:: WHAT YOU ARE ASKED TO DO ::
Gather every line from the rows that contains the string "cliff".

:: Saved entries ::
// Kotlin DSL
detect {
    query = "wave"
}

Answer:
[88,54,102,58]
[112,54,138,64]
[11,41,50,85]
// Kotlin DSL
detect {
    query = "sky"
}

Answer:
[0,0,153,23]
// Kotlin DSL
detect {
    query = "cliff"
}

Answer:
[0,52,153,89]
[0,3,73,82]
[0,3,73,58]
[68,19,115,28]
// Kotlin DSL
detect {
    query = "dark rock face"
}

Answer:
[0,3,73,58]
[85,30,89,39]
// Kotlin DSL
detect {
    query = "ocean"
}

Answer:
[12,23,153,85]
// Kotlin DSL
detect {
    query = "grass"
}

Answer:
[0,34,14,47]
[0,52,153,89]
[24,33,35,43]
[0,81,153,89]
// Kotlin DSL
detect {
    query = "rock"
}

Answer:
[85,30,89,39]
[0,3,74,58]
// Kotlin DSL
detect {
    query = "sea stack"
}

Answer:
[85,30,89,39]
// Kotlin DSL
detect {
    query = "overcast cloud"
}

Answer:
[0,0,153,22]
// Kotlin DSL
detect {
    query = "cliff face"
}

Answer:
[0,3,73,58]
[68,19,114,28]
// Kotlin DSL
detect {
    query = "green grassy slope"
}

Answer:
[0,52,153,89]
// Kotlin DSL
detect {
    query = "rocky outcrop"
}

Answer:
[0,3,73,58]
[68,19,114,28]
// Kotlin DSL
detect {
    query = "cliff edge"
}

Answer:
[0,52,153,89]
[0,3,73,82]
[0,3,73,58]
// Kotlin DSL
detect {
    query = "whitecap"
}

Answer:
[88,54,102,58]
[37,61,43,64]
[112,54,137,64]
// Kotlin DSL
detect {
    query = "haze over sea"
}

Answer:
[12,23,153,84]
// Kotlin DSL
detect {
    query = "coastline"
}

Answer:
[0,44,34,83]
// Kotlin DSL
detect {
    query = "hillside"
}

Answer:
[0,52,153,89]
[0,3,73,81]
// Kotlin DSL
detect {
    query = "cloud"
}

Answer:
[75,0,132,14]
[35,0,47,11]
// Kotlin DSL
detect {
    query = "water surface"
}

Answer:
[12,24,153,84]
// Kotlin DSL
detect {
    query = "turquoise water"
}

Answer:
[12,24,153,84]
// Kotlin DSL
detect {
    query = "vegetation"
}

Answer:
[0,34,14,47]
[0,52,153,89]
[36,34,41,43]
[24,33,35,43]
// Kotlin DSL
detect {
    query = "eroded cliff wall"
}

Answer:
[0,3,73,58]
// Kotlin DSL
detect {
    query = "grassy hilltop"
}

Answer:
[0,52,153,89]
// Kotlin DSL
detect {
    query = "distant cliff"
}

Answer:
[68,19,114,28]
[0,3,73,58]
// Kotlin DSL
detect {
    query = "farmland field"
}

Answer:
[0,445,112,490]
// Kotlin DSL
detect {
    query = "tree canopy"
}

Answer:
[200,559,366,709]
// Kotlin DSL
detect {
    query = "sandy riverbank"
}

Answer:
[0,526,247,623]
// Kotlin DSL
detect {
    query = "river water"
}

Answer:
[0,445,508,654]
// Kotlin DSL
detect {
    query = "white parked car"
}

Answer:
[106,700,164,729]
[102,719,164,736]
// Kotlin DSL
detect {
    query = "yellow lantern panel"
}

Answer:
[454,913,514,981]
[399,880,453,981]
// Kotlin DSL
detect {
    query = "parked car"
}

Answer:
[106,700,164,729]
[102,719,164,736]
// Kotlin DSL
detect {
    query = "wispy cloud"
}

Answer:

:: ANSWER TO THE PROBLEM ::
    query = "cliff"
    query = "cliff face"
    query = "cliff edge"
    query = "eroded cliff wall"
    query = "distant cliff"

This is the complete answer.